Records from a dataset
▼▼▼

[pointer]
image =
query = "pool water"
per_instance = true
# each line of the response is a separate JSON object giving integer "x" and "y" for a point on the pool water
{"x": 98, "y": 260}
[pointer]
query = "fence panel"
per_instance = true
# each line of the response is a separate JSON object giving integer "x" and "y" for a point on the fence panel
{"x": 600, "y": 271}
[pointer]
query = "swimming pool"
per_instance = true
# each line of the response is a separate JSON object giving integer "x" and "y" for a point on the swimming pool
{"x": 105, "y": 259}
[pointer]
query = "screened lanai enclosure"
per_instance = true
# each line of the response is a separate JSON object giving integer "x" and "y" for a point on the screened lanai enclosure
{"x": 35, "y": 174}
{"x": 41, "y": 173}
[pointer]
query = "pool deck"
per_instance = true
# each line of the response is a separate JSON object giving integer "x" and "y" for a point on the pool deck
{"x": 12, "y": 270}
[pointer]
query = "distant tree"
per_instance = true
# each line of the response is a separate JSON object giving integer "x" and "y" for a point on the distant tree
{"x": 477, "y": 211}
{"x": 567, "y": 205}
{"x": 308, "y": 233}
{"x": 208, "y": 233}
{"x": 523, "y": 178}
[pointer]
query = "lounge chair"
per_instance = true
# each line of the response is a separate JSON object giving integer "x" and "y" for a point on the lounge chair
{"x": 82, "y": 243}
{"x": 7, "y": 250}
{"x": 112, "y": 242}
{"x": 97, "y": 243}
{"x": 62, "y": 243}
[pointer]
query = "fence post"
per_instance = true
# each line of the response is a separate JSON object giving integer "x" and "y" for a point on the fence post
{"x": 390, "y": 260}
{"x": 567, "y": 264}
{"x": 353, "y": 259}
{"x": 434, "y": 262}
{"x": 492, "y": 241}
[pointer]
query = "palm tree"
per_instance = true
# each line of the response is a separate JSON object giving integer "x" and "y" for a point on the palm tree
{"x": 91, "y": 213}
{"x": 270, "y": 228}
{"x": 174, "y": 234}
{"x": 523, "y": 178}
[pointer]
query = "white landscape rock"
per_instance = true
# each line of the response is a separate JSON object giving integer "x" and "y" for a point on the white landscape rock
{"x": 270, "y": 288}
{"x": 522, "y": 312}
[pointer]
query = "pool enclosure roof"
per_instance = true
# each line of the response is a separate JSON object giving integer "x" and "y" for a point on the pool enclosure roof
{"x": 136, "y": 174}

▲▲▲

» Task description
How many lines in the records above contain the string "fence"? Matches are case-sensitive. Reply with the number only.

» Answer to the task
4